§ **Work instructions**
1) According to the text on the savings clause, when did the Department of Justice file the brief announcing its changed views?
2) List every restriction on prisoners that the text on the savings clause attributes to section 2255.

§ **Page**
//  10/26/17  //  In-Depth Analysis


On a recent Friday evening, when all good decisions are made, the Department of Justice filed a brief in which it announced that it had changed its views on the scope of the so-called “savings clause.” The savings clause is an important but little-known statutory provision that allows federal prisoners to file “[a]n application for a writ of habeas corpus” if “the remedy” provided in section 2255 “is inadequate or ineffective to test the legality of [prisoners’] detention.” See 28 U.S.C. 2255(e) (“An application for a writ of habeas corpus in behalf of a prisoner who is authorized to apply for relief by motion pursuant to this section, shall not be entertained if it appears that the applicant has failed to apply for relief, by motion, to the court which sentenced him, or that such court has denied him relief, unless it also appears that the remedy by motion is inadequate or ineffective to test the legality of his detention.”).

Section 2255 is the statutorily prescribed process through which a federal prisoner can argue, after her appeal has finished, that her “sentence was imposed in violation of the Constitution or laws of the United States” or that her “sentence was in excess of the maximum authorized by law.” Section 2255 ordinarily substitutes for writs of habeas corpus, and it limits prisoners’ ability to challenge their convictions and sentences in several respects. It imposes a strict statute of limitations. It also limits a prisoner’s ability to file multiple motions that challenge their convictions and sentences even as laws change and new information emerges about what happened in her case. Section 2255 authorizes successive motions only for some “newly discovered evidence” and only for some “new rule[s] of constitutional law,” both of which are restrictively defined by a Supreme Court that has, over the last several decades, dramatically limited prisoners’ avenues for relief.

§ **Listed entries**
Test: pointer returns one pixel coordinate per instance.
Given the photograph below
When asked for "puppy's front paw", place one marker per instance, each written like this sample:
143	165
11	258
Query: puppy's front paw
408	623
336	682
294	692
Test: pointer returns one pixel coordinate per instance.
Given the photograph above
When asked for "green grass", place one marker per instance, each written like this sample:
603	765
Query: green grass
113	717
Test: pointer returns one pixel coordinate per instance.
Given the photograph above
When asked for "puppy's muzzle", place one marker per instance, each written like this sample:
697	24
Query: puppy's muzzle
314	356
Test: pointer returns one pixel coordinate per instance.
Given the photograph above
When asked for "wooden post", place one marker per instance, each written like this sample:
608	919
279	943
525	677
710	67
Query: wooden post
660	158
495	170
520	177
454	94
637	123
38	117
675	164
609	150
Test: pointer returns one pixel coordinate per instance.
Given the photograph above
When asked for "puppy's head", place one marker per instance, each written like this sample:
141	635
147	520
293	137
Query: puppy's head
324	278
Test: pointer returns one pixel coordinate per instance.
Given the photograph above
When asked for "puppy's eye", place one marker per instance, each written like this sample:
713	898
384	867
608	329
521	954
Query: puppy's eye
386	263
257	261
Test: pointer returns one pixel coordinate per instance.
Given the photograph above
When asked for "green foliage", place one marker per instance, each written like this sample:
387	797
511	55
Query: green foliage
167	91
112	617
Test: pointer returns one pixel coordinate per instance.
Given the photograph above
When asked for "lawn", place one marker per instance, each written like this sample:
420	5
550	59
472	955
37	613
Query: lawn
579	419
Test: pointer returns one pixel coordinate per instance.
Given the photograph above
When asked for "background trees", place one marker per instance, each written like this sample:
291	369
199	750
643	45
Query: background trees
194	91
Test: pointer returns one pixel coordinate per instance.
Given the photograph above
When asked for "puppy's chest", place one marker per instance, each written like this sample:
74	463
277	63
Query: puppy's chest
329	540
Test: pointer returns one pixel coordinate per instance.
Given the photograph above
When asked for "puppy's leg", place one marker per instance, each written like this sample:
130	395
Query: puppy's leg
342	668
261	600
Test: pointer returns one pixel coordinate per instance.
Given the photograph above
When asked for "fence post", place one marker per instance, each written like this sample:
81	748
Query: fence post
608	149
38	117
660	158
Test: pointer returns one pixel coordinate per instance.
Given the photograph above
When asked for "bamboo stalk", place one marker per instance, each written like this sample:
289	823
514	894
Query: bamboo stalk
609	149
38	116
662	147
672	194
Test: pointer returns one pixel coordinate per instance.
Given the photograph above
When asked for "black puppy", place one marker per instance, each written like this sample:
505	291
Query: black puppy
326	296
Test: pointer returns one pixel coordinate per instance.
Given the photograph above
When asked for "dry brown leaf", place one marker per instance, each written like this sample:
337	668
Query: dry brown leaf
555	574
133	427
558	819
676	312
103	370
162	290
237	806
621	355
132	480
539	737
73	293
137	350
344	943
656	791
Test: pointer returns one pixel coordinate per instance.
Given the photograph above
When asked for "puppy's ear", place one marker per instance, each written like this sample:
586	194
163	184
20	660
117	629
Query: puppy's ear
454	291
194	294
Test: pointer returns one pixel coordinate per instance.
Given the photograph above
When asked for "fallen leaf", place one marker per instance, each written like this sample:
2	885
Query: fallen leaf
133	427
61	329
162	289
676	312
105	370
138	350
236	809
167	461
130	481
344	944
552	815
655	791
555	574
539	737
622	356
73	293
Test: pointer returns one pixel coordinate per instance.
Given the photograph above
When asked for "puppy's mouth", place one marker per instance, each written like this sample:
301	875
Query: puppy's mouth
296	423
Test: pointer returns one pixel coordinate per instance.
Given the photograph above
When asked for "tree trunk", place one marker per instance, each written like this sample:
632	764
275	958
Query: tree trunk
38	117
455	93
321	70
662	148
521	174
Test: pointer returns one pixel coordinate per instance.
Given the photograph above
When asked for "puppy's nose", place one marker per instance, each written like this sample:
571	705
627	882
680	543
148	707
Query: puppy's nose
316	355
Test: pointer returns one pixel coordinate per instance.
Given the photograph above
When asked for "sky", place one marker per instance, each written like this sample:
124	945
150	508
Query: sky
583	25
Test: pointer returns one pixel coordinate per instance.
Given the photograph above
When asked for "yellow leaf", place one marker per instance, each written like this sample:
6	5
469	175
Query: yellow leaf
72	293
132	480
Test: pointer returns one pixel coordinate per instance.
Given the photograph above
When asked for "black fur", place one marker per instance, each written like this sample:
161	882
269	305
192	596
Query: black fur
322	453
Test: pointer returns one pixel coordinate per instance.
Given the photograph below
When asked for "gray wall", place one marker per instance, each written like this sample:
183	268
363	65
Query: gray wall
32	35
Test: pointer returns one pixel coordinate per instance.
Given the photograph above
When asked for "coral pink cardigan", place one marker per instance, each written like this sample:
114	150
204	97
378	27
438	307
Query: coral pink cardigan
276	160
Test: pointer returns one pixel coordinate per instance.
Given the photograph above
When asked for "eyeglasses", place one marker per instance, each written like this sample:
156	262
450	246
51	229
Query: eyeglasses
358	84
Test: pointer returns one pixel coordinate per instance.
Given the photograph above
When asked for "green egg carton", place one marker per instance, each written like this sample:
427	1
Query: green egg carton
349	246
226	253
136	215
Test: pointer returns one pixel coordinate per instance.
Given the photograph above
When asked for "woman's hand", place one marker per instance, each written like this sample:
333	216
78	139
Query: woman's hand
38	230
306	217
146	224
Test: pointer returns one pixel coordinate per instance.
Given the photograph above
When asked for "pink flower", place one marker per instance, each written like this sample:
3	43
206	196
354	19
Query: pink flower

§ **Answers provided**
1) On a recent Friday evening.

2)
- It imposes a strict statute of limitations.
- It limits a prisoner's ability to file multiple motions challenging their convictions and sentences, even as laws change and new information emerges about her case.
- It authorizes successive motions only for some "newly discovered evidence" and only for some "new rule[s] of constitutional law."